Work to complete: Give the lines of the material from the line containing "[segment] horse ear" through the end of the material, both ends included, as a JSON list of strings with one string per line. Leave out blank lines.

>> Begin Dataset records

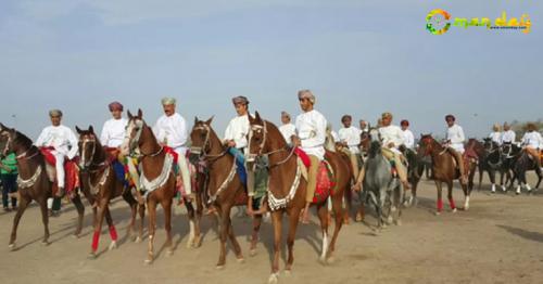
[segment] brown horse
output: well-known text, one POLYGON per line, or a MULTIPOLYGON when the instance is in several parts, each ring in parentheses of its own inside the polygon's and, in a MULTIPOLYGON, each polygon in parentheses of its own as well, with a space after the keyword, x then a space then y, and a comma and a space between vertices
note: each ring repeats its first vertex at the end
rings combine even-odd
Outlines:
MULTIPOLYGON (((154 260, 154 236, 156 230, 156 205, 161 204, 164 209, 164 229, 166 230, 166 254, 172 255, 174 247, 172 243, 172 203, 177 193, 176 177, 174 175, 174 158, 167 154, 164 146, 159 144, 151 128, 143 120, 143 113, 138 109, 138 115, 132 116, 128 112, 128 125, 126 127, 125 141, 123 142, 123 154, 135 155, 139 149, 140 156, 141 189, 146 192, 147 208, 149 214, 149 244, 146 263, 154 260)), ((181 157, 179 157, 181 158, 181 157)), ((185 203, 190 221, 189 244, 194 241, 194 208, 189 202, 185 203)))
MULTIPOLYGON (((92 208, 94 219, 94 234, 92 235, 92 245, 89 257, 97 257, 98 243, 102 231, 102 222, 105 217, 110 229, 112 243, 109 249, 117 246, 117 232, 110 212, 110 201, 123 196, 131 209, 130 224, 128 225, 128 235, 134 230, 136 215, 138 211, 138 202, 131 195, 130 189, 125 186, 115 176, 115 170, 108 156, 108 152, 100 144, 100 140, 94 134, 92 126, 88 130, 80 130, 76 127, 79 134, 79 168, 81 169, 81 190, 90 204, 96 205, 92 208), (98 210, 97 210, 98 207, 98 210)), ((146 207, 139 207, 140 227, 139 235, 136 241, 143 236, 143 218, 146 207)))
MULTIPOLYGON (((274 223, 274 260, 272 263, 270 283, 278 281, 279 254, 281 249, 282 216, 289 216, 289 233, 287 237, 288 259, 286 271, 290 272, 294 261, 293 247, 300 212, 305 207, 306 181, 301 177, 301 168, 293 151, 287 147, 278 128, 261 119, 258 113, 255 117, 249 117, 251 129, 249 133, 250 158, 267 155, 269 159, 269 189, 268 204, 272 210, 274 223)), ((349 189, 351 177, 346 164, 337 153, 326 152, 325 158, 331 165, 334 173, 336 184, 331 189, 332 208, 334 212, 336 227, 331 242, 328 244, 328 207, 326 199, 316 204, 320 229, 323 232, 323 251, 320 260, 326 262, 332 257, 336 249, 336 241, 343 224, 342 198, 344 191, 349 189)), ((316 166, 316 165, 315 165, 316 166)))
MULTIPOLYGON (((207 188, 202 192, 202 199, 217 209, 219 216, 220 253, 217 268, 223 268, 226 262, 226 242, 230 240, 233 251, 239 262, 243 261, 241 247, 236 240, 230 219, 230 210, 233 206, 245 205, 245 189, 236 170, 236 162, 228 149, 223 146, 217 134, 211 127, 213 118, 207 121, 194 119, 194 126, 190 133, 192 146, 190 152, 200 155, 209 170, 207 188)), ((253 222, 253 235, 251 240, 251 255, 255 254, 257 234, 261 227, 262 216, 255 215, 253 222)))
MULTIPOLYGON (((420 134, 420 142, 418 149, 418 157, 431 156, 432 158, 432 172, 435 186, 438 188, 438 210, 437 215, 441 214, 443 209, 443 201, 441 198, 442 183, 447 185, 447 198, 453 212, 456 211, 456 206, 453 199, 453 180, 460 179, 460 175, 456 169, 455 159, 446 147, 442 146, 431 134, 420 134)), ((465 195, 464 209, 469 208, 469 191, 466 184, 460 182, 462 190, 465 195)))
MULTIPOLYGON (((45 228, 43 240, 41 243, 48 245, 49 215, 47 211, 47 199, 52 197, 53 183, 47 175, 47 163, 45 157, 41 154, 41 151, 37 146, 33 145, 33 141, 25 134, 16 131, 15 129, 7 128, 2 124, 0 124, 0 143, 3 144, 3 150, 0 153, 0 156, 5 156, 9 153, 15 153, 17 159, 20 206, 17 212, 15 214, 15 218, 13 219, 10 248, 12 250, 16 249, 15 241, 17 238, 18 222, 31 201, 36 201, 39 204, 41 210, 41 221, 43 222, 45 228)), ((72 202, 74 203, 78 215, 77 228, 74 233, 74 235, 78 237, 81 233, 85 207, 83 206, 78 194, 75 194, 72 202)))

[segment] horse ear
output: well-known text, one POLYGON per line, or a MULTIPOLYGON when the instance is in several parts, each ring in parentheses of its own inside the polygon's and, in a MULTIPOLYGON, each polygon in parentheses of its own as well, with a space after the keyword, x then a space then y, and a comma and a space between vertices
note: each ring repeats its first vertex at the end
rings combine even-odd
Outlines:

>> End Dataset records

Output below:
[
  "[segment] horse ear",
  "output: well-known text, one POLYGON per line, or a MULTIPOLYGON when the instance is in several parts, each ring in parentheses of its own inside the polygon's and, in a MULTIPOLYGON, each polygon in parentheses of its own as well, with a space after the keyword, x then a space then y, and a comma and a space between vertices",
  "note: each ring repeats its first vertex at the end",
  "rings combine even-odd",
  "Outlines:"
]